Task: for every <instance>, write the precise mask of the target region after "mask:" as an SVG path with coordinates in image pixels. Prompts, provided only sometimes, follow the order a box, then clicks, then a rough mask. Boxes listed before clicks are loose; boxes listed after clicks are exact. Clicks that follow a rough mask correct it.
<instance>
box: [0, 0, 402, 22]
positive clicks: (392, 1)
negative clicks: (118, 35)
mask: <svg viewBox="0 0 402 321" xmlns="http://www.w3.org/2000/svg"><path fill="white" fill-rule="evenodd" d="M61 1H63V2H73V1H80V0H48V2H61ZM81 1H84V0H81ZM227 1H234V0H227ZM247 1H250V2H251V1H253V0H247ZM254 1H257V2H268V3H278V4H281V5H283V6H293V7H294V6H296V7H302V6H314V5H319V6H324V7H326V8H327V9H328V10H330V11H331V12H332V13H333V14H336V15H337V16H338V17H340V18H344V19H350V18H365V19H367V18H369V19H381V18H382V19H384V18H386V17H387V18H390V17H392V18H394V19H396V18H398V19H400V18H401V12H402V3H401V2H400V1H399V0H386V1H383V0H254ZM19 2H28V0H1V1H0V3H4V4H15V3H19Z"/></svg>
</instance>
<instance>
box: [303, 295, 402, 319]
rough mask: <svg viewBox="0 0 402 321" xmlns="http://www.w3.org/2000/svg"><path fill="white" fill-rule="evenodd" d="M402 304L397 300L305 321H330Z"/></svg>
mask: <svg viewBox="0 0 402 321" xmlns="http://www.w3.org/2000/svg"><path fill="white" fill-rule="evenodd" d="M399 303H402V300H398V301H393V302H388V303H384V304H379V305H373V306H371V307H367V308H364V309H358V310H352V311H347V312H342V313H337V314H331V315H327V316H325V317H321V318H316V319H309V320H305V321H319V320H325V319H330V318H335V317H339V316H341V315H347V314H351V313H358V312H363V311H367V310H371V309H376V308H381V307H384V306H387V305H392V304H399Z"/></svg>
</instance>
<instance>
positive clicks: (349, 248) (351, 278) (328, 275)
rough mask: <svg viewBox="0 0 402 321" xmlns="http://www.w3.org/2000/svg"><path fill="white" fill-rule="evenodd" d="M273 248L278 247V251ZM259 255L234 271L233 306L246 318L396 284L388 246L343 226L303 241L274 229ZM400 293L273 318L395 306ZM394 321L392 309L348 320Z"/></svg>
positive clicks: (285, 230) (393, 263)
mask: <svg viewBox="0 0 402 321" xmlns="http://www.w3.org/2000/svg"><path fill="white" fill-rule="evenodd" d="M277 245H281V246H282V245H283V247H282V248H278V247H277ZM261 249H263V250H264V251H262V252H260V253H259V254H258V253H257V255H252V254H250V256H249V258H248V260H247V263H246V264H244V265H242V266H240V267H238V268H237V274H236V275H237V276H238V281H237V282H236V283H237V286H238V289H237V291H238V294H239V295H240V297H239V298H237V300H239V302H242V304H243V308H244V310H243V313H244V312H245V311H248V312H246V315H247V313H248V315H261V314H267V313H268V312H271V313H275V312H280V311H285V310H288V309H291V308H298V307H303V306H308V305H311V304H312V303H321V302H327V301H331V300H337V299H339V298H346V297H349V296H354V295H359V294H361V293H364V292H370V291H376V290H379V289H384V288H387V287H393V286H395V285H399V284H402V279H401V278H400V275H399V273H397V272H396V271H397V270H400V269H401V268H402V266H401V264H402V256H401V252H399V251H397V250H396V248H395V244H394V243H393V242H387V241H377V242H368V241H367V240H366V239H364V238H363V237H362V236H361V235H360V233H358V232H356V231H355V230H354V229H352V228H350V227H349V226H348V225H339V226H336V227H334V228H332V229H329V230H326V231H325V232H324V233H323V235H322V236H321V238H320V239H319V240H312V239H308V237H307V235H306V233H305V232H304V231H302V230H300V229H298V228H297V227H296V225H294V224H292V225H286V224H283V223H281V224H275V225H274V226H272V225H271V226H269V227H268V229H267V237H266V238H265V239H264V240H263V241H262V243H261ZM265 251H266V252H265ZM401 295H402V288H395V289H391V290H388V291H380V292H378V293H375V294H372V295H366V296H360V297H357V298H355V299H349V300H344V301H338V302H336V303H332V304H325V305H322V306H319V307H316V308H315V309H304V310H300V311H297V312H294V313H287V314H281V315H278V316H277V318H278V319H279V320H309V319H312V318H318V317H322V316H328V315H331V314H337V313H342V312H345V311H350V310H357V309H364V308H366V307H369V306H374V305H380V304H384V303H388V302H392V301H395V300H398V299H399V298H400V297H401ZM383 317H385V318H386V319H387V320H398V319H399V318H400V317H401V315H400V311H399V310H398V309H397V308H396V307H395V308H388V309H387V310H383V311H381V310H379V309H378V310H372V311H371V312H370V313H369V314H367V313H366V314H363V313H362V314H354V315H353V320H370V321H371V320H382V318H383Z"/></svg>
◆ ◆ ◆
## Your task
Transcribe every line of the records above, with no changes.

## Your response
Task: for every <instance>, write the precise mask of the target region after "mask:" as an SVG path with coordinates in image pixels. Prompts, provided only sometimes, follow the order a box, then clicks, then a rough mask. Boxes listed before clicks are loose; boxes listed after clicks are exact. Clicks that follow a rough mask correct it.
<instance>
box: [0, 0, 402, 22]
positive clicks: (392, 1)
negative clicks: (118, 35)
mask: <svg viewBox="0 0 402 321" xmlns="http://www.w3.org/2000/svg"><path fill="white" fill-rule="evenodd" d="M61 1H63V2H73V1H80V0H48V2H61ZM81 1H84V0H81ZM227 1H234V0H227ZM247 1H250V2H251V1H253V0H247ZM254 1H257V2H268V3H278V4H281V5H283V6H293V7H294V6H296V7H302V6H314V5H319V6H324V7H326V8H327V9H328V10H330V11H331V12H332V13H333V14H336V15H337V16H338V17H340V18H344V19H350V18H365V19H367V18H369V19H381V18H382V19H384V18H386V17H387V18H390V17H392V18H394V19H396V18H398V19H400V18H401V12H402V3H401V2H400V1H399V0H386V1H383V0H254ZM19 2H28V0H1V1H0V3H4V4H15V3H19Z"/></svg>
</instance>
<instance>
box: [303, 295, 402, 319]
rough mask: <svg viewBox="0 0 402 321" xmlns="http://www.w3.org/2000/svg"><path fill="white" fill-rule="evenodd" d="M402 304L397 300L305 321H330Z"/></svg>
mask: <svg viewBox="0 0 402 321" xmlns="http://www.w3.org/2000/svg"><path fill="white" fill-rule="evenodd" d="M399 303H402V300H398V301H393V302H388V303H384V304H379V305H373V306H371V307H367V308H364V309H358V310H352V311H347V312H342V313H337V314H331V315H327V316H325V317H321V318H316V319H309V320H305V321H319V320H325V319H330V318H335V317H339V316H341V315H347V314H351V313H358V312H363V311H367V310H371V309H376V308H381V307H384V306H387V305H392V304H399Z"/></svg>
</instance>
<instance>
positive clicks: (349, 248) (351, 278) (328, 275)
rough mask: <svg viewBox="0 0 402 321" xmlns="http://www.w3.org/2000/svg"><path fill="white" fill-rule="evenodd" d="M273 248L278 247V251ZM259 255L234 271L233 306L246 318L396 284L388 246L343 226L303 241L274 229ZM400 293L273 318L395 306ZM394 321L392 309L348 320Z"/></svg>
positive clicks: (285, 230) (393, 263)
mask: <svg viewBox="0 0 402 321" xmlns="http://www.w3.org/2000/svg"><path fill="white" fill-rule="evenodd" d="M277 245H281V246H282V245H283V247H282V248H278V247H277ZM261 249H263V250H264V251H262V252H260V253H259V254H258V253H257V255H252V254H250V256H249V258H248V260H247V263H246V264H244V265H242V266H240V267H238V268H237V274H236V275H237V276H238V281H237V282H236V283H237V286H238V289H237V291H238V294H239V295H240V297H239V298H237V300H239V302H242V304H243V308H244V310H243V313H244V312H245V311H248V312H246V315H247V313H248V315H261V314H267V313H268V312H271V313H275V312H280V311H285V310H288V309H291V308H298V307H303V306H308V305H311V304H312V303H321V302H327V301H331V300H337V299H339V298H346V297H349V296H354V295H359V294H361V293H364V292H370V291H376V290H379V289H384V288H387V287H393V286H395V285H399V284H402V279H401V278H400V275H399V273H397V272H396V271H397V270H400V269H401V268H402V266H401V264H402V256H401V252H399V251H397V250H396V248H395V244H394V243H393V242H387V241H377V242H368V241H367V240H366V239H364V238H363V237H362V236H361V235H360V233H358V232H356V231H355V230H354V229H352V228H350V227H349V226H348V225H339V226H336V227H334V228H332V229H329V230H326V231H325V232H324V233H323V235H322V236H321V238H320V239H319V240H312V239H308V237H307V235H306V233H305V232H304V231H302V230H300V229H298V228H297V227H296V225H294V224H292V225H286V224H283V223H281V224H275V225H274V226H272V225H271V226H269V227H268V229H267V237H266V238H265V239H264V240H263V241H262V243H261ZM265 251H266V252H265ZM401 295H402V288H395V289H391V290H388V291H380V292H378V293H375V294H372V295H366V296H360V297H357V298H355V299H349V300H344V301H338V302H336V303H332V304H325V305H322V306H319V307H316V308H315V309H304V310H300V311H297V312H294V313H287V314H281V315H278V316H277V318H278V319H279V320H309V319H312V318H318V317H322V316H328V315H331V314H337V313H342V312H345V311H350V310H357V309H364V308H366V307H369V306H374V305H380V304H384V303H388V302H392V301H395V300H398V299H399V298H400V297H401ZM383 317H385V318H386V319H387V320H398V319H399V318H400V317H401V315H400V311H399V310H398V309H397V308H396V307H395V308H388V309H387V310H383V311H381V310H379V309H378V310H372V311H371V312H370V313H369V314H367V313H366V314H363V313H362V314H354V315H353V320H370V321H371V320H382V318H383Z"/></svg>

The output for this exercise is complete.